═════ PROVIDED DATA

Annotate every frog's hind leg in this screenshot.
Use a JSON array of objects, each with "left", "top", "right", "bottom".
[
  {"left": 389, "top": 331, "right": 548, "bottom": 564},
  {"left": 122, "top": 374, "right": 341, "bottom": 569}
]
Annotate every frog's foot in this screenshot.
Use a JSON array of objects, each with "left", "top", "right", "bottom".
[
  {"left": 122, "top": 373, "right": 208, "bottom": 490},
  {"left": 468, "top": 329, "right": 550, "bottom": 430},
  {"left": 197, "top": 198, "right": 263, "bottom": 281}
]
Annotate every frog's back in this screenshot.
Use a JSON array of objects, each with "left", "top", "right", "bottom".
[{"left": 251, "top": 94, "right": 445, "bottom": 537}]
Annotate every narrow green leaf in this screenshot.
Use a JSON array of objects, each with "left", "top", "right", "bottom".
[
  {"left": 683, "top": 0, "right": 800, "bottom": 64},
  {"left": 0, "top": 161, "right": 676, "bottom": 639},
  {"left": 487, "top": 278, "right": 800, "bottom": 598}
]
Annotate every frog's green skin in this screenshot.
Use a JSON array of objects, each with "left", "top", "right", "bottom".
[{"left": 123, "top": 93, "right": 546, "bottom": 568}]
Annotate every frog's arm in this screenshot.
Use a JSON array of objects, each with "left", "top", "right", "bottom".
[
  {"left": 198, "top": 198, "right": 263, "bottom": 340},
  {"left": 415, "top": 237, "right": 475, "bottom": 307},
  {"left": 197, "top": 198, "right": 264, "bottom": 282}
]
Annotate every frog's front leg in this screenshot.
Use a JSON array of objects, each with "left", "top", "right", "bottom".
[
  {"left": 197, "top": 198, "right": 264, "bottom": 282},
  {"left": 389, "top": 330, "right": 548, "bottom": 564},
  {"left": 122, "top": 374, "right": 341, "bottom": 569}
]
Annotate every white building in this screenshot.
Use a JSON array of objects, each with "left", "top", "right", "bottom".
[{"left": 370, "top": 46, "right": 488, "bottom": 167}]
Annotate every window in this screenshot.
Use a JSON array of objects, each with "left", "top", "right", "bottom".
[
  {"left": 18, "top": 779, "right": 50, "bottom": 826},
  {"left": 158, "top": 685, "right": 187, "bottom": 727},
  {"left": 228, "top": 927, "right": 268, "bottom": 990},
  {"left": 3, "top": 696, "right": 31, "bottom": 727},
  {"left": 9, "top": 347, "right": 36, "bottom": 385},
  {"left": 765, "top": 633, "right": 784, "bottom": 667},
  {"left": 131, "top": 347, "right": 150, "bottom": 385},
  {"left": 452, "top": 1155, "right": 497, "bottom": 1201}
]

══════════

## INSTRUCTIONS TO FOLLOW
Update the items above, replacing "screenshot" with "frame" throughout and changing nothing else.

## TASK ANSWER
Annotate every frog's hind leg in this frame.
Use a JSON array of objects, each with "left", "top", "right", "bottom".
[
  {"left": 389, "top": 331, "right": 548, "bottom": 564},
  {"left": 122, "top": 374, "right": 341, "bottom": 569}
]
Annotate every frog's foot in this frame.
Use a JSON array of objects, each with "left", "top", "right", "bottom".
[
  {"left": 122, "top": 373, "right": 208, "bottom": 490},
  {"left": 468, "top": 329, "right": 550, "bottom": 430},
  {"left": 197, "top": 198, "right": 263, "bottom": 281}
]
Annotate every frog's back in this frame.
Use a JSON array of objects, each with "left", "top", "right", "bottom".
[{"left": 251, "top": 94, "right": 445, "bottom": 537}]
Annotate every narrow green leaf in this frame.
Use a JSON array of objects, each with "left", "top", "right", "bottom".
[
  {"left": 683, "top": 0, "right": 800, "bottom": 64},
  {"left": 0, "top": 161, "right": 676, "bottom": 639},
  {"left": 487, "top": 278, "right": 800, "bottom": 598}
]
Annotate every frog's green skin in this frame.
Use a JSON array of objects, each with "left", "top", "right", "bottom".
[{"left": 123, "top": 93, "right": 546, "bottom": 568}]
Annotate every frog's arm in this frame.
Use a JSON array of objects, each with "left", "top", "right", "bottom".
[
  {"left": 198, "top": 198, "right": 263, "bottom": 340},
  {"left": 415, "top": 237, "right": 475, "bottom": 307},
  {"left": 197, "top": 198, "right": 264, "bottom": 282}
]
Annotate every frog's front leg in this frame.
Use a JSON array of objects, each with "left", "top", "right", "bottom".
[
  {"left": 197, "top": 198, "right": 264, "bottom": 282},
  {"left": 389, "top": 330, "right": 548, "bottom": 564},
  {"left": 122, "top": 374, "right": 341, "bottom": 569}
]
Annotate every white building in this frame.
Use a JSON array of objects, each with "left", "top", "right", "bottom".
[{"left": 370, "top": 46, "right": 488, "bottom": 167}]
Annotate every window in this frame.
Use a JSON array of objects, each with "left", "top", "right", "bottom".
[
  {"left": 18, "top": 779, "right": 50, "bottom": 826},
  {"left": 158, "top": 685, "right": 187, "bottom": 727},
  {"left": 228, "top": 927, "right": 268, "bottom": 990},
  {"left": 3, "top": 696, "right": 31, "bottom": 727},
  {"left": 9, "top": 347, "right": 36, "bottom": 385},
  {"left": 765, "top": 633, "right": 784, "bottom": 667},
  {"left": 131, "top": 347, "right": 150, "bottom": 385},
  {"left": 452, "top": 1155, "right": 497, "bottom": 1201}
]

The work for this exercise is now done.